TASK OBJECTIVE: Report how many lines in the material below contain the string "pool". Reply with the number only.

==================================================

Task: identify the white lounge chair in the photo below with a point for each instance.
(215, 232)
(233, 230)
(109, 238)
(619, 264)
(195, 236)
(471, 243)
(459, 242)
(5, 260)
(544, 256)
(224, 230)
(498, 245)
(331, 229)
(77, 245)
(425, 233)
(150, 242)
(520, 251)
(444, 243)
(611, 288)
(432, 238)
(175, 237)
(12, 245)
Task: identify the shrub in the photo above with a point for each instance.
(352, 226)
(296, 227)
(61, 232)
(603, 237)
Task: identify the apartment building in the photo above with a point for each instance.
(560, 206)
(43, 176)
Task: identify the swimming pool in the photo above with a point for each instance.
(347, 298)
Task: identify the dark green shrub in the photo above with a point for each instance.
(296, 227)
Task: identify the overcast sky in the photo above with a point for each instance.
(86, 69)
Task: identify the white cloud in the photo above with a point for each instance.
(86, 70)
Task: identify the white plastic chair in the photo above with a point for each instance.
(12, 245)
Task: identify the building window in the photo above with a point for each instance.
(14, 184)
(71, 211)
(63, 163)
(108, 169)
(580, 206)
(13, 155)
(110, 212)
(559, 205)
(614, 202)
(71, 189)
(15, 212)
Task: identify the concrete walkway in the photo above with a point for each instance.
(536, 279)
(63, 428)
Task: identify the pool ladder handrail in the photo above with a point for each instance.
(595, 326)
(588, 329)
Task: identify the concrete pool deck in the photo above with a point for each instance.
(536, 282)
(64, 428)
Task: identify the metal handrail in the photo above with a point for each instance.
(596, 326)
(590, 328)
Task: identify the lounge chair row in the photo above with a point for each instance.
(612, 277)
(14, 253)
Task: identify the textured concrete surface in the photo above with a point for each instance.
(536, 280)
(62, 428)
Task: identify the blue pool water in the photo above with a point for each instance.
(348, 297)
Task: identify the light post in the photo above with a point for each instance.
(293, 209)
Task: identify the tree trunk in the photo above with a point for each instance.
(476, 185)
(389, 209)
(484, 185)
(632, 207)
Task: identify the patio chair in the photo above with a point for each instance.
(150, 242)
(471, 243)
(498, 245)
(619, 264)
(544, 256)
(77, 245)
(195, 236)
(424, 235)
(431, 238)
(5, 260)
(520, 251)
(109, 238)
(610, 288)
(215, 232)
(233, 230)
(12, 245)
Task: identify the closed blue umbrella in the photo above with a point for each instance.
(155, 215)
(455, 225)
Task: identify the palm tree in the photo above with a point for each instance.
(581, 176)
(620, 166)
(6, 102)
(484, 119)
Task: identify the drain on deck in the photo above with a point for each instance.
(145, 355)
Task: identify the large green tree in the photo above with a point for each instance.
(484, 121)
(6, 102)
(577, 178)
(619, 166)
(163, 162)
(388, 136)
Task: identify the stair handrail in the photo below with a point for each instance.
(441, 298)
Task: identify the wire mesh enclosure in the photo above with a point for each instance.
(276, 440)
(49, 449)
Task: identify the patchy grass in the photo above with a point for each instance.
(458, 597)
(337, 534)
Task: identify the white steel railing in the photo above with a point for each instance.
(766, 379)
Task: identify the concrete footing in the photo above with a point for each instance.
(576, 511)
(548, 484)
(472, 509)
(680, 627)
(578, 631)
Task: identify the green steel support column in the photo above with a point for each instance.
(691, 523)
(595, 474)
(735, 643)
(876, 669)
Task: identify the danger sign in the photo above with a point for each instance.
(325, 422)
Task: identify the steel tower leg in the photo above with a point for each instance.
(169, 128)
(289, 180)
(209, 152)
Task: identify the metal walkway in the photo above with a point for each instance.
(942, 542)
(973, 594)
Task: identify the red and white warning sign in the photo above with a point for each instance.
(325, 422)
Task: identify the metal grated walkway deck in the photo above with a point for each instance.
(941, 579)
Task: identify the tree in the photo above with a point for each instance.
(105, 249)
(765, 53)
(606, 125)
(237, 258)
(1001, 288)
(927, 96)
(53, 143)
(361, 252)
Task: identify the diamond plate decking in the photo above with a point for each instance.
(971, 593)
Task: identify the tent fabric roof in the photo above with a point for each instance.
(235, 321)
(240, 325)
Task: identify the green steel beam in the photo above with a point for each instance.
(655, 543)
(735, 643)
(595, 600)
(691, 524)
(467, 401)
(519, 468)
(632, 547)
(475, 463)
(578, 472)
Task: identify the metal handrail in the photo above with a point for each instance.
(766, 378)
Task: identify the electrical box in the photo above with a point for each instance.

==================================================

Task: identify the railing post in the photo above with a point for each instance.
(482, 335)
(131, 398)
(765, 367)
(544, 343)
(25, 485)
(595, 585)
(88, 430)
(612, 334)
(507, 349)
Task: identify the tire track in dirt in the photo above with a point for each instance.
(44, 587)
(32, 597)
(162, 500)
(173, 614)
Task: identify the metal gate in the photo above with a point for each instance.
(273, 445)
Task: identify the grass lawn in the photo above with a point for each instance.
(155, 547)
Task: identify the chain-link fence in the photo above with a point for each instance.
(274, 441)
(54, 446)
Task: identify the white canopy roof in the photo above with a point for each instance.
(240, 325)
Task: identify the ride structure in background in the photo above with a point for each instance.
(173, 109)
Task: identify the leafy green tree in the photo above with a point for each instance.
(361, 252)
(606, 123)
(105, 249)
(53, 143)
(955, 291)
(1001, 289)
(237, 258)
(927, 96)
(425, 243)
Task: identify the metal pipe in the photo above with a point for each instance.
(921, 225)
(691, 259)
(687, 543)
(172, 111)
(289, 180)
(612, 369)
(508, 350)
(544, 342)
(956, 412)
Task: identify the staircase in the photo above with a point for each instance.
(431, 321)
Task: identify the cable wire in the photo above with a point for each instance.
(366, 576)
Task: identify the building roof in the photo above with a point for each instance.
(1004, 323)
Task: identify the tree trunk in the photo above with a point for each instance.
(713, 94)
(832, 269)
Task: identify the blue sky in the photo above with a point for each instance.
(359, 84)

==================================================

WRITTEN SOLUTION: 4